■ **Aufgaben**
a) Beantworte zum Textauszug über Anne Sauers Debütroman diese Fragen:
(i) Aus welcher Stadt stammt die Autorin Anne Sauer?
(ii) Wer hat den Beitrag verfasst?
(iii) Worin findet sich die Protagonistin eines Tages wieder?
b) Kopiere aus dem Textauszug über Anne Sauers Debütroman wortgetreu den Abschnitt, der mit den Worten „Von Marie Dürr“ beginnt und mit „einem Leben nebenan.“ endet.
c) Führe den Textauszug über Anne Sauers Debütroman im Anschluss an seinen letzten Satz weiter.

■ **Textauszug**
Was, wenn alles ganz anders gekommen wäre? Wenn du plötzlich aufwachen würdest in deinem Heimatort, mit deiner Jugendliebe verheiratet und mit einem Kind? Welche Erwartungen und welche Zumutungen erlebt andererseits eine Frau ohne Kind? Darum dreht sich der Debütroman der Hamburger Autorin und Literaturvermittlerin Anne Sauer

Objekt gesellschaftlicher Erwartungen: Nur als Silhouette ist diese Frau, einen Kinderwagen schiebend, erkennbar Foto: Paul Zinken/dpa

Von Marie Dürr

„Was wäre gewesen, wenn?“ Eine Frage, die zu melancholischen Tagträumen verleiten kann und die gedankliche Tür öffnen zu zahllosen Parallelleben. Für die Protagonistin in Anne Sauers Debütroman wird aus dieser Frage mehr als nur ein Gedankenspiel: Sie findet sich eines Tages in einer anderen Version ihres Lebens wieder. In einem Leben nebenan.

■ **Bereitgestelltes Material**
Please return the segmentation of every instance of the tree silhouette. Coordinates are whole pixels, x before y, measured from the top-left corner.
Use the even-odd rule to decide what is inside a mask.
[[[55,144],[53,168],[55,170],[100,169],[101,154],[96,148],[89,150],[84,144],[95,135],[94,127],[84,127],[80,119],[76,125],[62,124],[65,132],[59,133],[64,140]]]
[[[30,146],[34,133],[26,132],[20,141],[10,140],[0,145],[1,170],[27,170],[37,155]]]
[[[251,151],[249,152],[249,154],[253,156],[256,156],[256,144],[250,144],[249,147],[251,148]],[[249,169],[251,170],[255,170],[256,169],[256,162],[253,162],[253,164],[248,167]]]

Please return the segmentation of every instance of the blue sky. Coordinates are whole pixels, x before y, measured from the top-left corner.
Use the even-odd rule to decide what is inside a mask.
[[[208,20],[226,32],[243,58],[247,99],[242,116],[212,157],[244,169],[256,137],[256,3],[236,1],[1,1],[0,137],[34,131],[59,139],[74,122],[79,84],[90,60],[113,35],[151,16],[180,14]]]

■ **Antworten**
a)
(i) Aus Hamburg.
(ii) Marie Dürr.
(iii) In einer anderen Version ihres Lebens, einem Leben nebenan.

b)
Von Marie Dürr

„Was wäre gewesen, wenn?“ Eine Frage, die zu melancholischen Tagträumen verleiten kann und die gedankliche Tür öffnen zu zahllosen Parallelleben. Für die Protagonistin in Anne Sauers Debütroman wird aus dieser Frage mehr als nur ein Gedankenspiel: Sie findet sich eines Tages in einer anderen Version ihres Lebens wieder. In einem Leben nebenan.

c)
„Bücher sind für mich ein Raumöffner“, antwortet die Hamburgerin auf die Frage, was Literatur ihr bedeute. Zum einen öffne sie einen Raum nach außen, für Austausch; zum anderen einen nach innen: wenn es im Kopf zu viel und zu laut werde. Sauer, geboren 1989, ist studierte Buchwissenschaftlerin, ausgebildete Texterin und war einige Jahre in einer Kreativagentur tätig. Heute würden die Bezeichnungen „Literaturvermittlerin und Autorin“ am besten passen, um ihre Tätigkeiten zu beschreiben, sagt sie der taz. Neben dem ­Schreiben empfiehlt und bespricht Sauer tatsächlich seit Jahren bereits Bücher über verschiedene Kanäle: zum einen gemeinsam mit Tina Luz in dem Podcast „Monatslese“ oder ihren eigenen Instagram-Account „fuxbooks“. Zum anderen auch persönlich: im Laden. So war Sauer lange im Team der Buchhandlung Lüders in Hamburg-Eimsbüttel.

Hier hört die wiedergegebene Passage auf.